## Your objective
From the comment thread below, extract the stretch from "Posted by: Jane" through "than ask it.", word for word.

## Selection
━━━━

Posted by: JB | June 27, 2020 at 11:24 PM
"The fact of the matter is that"
Posted by: Peter M. | June 27, 2020 at 11:57 PM
"Don't ya know."
Posted by: Jane Linderman | June 28, 2020 at 12:14 AM
It's best not to correct this one, though I hate hearing someone "ax" a question rather than ask it.
Posted by: Jim | June 28, 2020 at 01:01 AM
"Not that it matters..."
"Let me just say..."
"Can I tell you..."
Posted by: man tom | June 28, 2020 at 01:52 AM
"Let's see..."
Hark! the herald angels sing,"
What's with the Hark! You can't fix stupid...I'll tell 'ya"
Also,
"Man"
Posted by: man tom | June 28, 2020 at 02:05 AM
Think what it would have been like back in the 60's if we didn't use the term "man" to respond to virtually everything,
"Check out my new Harley, dude."
"Woman"
Another one,
"I just got a flame painted on my GTO."
"Far out woman"
Posted by: man tom | June 28, 2020 at 02:09 AM
"Moving forward."
No. I thought you were going to head backwards.
Posted by: man tom | June 28, 2020 at 02:17 AM
"I have a few things to add..."
My immediate response, "you're limited to three."
"A couple of other thoughts."
"You're good at multi-tasking, I hope."
Posted by: man tom | June 28, 2020 at 02:23 AM
"I've run well past my time."
"Zzzzzzzzzzzzzzzzzzzzz."
Posted by: man tom | June 28, 2020 at 02:26 AM
Well, in light of what's already been said here, we must'nt lose our perspective yada, yada, yada, (and if you just listened the first time I wouldn't have to keep reaeating myself), so the truth of the matter being, does anything REALLY matter? So that being said, maybe you just shouldn't? ...Of course there's always the perverbial "Hello, how are you?"

━━━━

## Extracted information
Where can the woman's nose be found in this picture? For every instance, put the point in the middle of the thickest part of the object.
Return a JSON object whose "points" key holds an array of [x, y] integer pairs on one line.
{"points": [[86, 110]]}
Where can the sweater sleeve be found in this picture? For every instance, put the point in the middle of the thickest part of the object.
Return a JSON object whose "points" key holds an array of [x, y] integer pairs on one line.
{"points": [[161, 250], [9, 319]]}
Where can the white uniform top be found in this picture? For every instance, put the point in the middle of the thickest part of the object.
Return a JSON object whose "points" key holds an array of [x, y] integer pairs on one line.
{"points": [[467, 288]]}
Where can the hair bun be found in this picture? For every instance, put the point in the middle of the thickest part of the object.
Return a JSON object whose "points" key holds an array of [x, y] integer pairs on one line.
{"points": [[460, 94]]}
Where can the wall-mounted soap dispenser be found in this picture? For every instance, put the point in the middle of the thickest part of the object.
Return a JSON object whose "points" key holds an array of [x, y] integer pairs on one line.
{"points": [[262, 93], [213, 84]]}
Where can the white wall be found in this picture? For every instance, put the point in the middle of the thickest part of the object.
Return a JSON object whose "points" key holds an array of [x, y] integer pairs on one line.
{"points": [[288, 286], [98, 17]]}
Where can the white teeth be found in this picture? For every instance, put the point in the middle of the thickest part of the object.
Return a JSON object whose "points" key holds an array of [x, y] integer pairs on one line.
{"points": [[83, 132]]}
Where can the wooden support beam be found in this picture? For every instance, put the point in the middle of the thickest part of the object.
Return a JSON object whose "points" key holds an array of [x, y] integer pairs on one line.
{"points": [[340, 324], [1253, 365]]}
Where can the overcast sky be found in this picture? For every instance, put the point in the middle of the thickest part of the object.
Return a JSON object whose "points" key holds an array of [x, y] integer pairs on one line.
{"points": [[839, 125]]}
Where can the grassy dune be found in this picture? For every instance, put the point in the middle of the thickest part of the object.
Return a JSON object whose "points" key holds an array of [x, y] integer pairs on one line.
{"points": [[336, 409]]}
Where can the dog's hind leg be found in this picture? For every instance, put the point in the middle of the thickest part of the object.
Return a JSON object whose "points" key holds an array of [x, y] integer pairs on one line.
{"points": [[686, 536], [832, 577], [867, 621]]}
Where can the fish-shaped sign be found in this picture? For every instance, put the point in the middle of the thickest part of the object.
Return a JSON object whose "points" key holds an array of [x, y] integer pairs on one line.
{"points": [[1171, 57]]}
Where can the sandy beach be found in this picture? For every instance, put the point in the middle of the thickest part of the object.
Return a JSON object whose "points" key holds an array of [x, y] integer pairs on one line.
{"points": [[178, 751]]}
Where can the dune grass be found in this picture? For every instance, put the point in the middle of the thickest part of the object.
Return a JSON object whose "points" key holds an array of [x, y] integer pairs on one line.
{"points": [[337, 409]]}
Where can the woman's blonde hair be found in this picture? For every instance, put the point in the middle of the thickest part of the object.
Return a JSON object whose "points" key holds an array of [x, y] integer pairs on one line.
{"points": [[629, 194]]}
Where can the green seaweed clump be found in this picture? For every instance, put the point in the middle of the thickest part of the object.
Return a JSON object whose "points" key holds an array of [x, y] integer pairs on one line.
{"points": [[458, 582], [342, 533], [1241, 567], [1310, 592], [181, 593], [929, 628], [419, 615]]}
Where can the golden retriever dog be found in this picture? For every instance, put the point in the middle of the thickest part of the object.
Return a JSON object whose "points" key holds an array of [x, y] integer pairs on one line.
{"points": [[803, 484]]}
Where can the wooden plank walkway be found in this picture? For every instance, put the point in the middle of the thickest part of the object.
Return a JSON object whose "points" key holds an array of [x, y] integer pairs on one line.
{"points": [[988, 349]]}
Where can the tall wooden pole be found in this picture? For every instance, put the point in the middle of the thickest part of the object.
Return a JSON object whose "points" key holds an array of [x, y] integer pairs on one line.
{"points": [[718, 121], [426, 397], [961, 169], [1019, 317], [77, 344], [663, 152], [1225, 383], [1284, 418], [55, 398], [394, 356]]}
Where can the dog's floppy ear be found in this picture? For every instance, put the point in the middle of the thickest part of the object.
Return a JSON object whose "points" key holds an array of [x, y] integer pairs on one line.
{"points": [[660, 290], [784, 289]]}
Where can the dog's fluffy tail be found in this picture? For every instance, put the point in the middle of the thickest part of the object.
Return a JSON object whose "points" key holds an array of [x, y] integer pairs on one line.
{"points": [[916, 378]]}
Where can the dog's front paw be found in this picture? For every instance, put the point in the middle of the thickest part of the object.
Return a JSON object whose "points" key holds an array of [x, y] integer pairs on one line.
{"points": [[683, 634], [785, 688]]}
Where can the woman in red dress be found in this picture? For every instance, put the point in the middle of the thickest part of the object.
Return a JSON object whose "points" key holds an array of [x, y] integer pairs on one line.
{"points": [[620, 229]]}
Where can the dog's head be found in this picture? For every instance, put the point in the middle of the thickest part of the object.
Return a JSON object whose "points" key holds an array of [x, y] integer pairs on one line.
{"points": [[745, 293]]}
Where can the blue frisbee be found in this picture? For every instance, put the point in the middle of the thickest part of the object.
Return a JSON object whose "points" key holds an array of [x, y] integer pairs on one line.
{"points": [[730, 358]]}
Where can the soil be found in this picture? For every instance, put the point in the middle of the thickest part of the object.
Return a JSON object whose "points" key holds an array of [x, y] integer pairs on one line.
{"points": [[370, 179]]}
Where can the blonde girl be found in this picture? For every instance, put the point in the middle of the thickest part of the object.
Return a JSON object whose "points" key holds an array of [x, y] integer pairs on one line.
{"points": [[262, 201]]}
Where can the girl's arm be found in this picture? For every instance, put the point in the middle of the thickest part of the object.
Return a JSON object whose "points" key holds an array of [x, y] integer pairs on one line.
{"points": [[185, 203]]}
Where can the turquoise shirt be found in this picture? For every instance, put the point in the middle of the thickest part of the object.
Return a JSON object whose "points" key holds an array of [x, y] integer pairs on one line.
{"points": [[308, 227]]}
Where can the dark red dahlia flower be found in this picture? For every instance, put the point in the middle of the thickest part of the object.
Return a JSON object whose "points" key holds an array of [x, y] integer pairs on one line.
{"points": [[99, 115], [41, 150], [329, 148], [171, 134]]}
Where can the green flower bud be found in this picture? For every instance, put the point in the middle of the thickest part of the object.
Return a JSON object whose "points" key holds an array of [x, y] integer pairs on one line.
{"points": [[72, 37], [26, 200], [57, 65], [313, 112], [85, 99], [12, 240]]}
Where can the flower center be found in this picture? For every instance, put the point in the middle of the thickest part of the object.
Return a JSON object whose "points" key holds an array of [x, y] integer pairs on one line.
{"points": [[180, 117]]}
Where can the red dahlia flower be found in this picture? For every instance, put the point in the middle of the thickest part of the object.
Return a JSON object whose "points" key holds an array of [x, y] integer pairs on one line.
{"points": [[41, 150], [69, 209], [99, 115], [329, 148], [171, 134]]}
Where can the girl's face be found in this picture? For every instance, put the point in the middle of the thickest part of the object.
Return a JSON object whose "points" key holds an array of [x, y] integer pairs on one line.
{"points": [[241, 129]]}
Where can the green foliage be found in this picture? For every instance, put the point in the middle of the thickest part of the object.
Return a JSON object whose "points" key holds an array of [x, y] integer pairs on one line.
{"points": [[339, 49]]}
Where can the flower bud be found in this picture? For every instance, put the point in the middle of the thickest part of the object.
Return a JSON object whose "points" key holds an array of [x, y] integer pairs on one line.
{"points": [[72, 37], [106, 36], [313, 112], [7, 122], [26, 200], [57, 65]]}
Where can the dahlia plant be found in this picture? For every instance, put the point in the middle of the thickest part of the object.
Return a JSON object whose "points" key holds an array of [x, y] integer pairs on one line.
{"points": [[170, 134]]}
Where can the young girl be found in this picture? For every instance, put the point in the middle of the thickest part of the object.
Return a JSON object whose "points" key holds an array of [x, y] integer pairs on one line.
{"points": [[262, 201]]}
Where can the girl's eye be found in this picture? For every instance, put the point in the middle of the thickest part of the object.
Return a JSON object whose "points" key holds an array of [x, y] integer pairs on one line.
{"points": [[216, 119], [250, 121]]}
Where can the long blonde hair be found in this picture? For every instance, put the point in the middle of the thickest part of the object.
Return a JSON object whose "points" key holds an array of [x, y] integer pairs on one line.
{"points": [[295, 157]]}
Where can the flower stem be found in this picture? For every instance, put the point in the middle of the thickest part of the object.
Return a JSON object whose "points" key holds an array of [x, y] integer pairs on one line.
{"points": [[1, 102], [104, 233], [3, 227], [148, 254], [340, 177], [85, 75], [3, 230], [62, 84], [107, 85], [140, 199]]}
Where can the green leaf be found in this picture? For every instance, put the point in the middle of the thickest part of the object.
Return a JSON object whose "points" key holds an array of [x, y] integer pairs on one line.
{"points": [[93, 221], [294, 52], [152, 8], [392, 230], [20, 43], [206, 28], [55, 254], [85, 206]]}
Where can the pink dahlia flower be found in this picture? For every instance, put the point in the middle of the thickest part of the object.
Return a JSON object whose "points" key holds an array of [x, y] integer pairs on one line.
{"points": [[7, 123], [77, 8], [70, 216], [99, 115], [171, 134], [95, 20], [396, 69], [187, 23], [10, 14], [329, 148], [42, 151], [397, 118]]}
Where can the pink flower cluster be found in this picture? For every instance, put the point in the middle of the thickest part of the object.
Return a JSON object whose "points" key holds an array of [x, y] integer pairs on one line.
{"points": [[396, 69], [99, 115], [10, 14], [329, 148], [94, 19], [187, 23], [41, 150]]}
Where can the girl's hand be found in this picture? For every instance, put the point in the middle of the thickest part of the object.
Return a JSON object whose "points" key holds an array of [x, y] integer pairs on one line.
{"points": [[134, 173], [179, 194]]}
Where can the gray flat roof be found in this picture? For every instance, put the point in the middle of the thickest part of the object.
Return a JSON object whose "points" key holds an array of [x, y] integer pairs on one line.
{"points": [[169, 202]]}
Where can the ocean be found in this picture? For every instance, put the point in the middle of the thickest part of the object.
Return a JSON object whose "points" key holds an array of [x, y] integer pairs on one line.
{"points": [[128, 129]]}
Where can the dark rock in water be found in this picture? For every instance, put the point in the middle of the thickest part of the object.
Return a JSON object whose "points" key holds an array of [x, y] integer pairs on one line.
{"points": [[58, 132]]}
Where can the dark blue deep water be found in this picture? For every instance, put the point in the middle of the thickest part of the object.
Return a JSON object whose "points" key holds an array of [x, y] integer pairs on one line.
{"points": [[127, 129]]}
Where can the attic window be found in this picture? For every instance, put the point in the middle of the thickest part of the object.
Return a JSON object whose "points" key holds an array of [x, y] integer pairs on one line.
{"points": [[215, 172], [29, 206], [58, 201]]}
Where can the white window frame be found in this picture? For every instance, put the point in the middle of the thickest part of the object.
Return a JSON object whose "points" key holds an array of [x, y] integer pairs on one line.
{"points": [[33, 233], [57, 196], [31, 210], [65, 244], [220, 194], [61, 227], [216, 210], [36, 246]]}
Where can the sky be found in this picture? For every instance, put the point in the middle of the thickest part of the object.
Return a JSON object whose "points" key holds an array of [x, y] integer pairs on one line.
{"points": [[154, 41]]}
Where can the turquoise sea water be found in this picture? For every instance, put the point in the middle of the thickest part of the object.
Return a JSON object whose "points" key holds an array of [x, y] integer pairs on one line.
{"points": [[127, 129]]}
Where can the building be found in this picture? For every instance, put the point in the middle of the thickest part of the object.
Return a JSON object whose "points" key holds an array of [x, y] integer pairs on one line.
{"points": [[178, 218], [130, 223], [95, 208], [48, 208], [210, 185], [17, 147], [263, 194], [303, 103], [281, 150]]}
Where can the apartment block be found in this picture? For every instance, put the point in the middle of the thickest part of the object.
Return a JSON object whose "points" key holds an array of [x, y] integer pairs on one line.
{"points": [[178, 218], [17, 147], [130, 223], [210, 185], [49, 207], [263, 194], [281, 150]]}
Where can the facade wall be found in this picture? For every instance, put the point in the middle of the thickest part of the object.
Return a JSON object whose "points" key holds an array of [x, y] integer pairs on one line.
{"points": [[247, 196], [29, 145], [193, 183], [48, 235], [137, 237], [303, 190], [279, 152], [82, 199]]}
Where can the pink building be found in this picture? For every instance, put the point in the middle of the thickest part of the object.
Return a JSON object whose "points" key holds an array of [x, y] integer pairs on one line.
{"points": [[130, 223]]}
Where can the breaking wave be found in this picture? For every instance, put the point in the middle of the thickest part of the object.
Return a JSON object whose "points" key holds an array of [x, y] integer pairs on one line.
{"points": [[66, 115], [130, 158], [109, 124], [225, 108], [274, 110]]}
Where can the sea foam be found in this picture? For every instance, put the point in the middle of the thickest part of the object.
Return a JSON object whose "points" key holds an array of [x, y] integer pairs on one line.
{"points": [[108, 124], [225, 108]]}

━━━━

## Reply
Posted by: Jane Linderman | June 28, 2020 at 12:14 AM
It's best not to correct this one, though I hate hearing someone "ax" a question rather than ask it.